## [EXTRACTED ENTRIES]

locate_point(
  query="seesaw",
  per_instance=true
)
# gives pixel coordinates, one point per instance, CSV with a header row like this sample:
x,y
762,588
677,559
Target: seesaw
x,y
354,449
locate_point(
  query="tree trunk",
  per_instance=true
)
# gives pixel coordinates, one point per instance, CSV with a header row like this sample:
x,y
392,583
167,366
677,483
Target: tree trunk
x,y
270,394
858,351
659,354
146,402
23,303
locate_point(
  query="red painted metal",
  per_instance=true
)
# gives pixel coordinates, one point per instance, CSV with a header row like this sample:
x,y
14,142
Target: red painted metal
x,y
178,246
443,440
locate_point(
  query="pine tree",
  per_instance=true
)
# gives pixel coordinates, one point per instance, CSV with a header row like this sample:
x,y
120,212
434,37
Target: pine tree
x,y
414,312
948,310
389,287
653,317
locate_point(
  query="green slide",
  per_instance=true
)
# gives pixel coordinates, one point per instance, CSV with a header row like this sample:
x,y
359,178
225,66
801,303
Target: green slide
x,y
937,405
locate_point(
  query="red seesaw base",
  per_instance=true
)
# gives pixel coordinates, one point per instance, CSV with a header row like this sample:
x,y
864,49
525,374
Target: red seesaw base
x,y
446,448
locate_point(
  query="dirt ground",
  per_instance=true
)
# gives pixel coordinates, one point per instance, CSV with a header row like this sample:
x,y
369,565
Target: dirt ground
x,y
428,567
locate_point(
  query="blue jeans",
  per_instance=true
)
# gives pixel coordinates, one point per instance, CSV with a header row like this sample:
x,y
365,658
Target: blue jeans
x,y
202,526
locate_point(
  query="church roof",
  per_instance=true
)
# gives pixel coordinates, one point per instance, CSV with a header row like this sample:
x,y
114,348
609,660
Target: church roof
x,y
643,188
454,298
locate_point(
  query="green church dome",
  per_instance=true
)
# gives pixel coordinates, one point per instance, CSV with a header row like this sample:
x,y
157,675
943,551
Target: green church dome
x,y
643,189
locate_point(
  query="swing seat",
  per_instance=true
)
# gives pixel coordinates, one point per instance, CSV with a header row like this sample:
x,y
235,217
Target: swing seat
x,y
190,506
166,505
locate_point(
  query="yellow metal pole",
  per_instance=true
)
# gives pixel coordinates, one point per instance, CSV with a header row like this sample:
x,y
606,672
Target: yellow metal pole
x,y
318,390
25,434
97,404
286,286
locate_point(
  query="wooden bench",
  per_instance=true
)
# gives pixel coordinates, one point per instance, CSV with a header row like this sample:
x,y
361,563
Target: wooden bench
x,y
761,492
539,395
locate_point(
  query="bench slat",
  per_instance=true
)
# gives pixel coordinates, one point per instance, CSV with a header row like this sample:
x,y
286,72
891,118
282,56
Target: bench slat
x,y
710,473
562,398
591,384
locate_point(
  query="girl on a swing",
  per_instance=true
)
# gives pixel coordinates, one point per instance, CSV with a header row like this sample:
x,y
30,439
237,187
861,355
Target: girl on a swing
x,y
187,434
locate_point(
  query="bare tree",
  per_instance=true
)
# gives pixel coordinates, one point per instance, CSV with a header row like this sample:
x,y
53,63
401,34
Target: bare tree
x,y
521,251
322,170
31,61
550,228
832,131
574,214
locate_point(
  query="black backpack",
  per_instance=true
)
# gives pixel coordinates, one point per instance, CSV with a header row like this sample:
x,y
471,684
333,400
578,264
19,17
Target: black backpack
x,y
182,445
---
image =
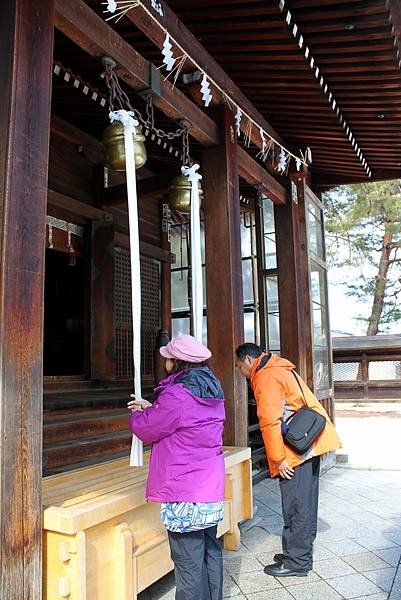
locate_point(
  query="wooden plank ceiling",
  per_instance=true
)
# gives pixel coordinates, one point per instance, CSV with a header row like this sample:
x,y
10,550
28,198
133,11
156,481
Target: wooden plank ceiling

## [TASK TO CARRY OUT]
Report every line of the records that contains the word "wooden", copying each line in full.

## [FINAL RESULT]
  query="wooden bench",
Target: wooden bench
  query="wooden plank ceiling",
Target: wooden plank ceiling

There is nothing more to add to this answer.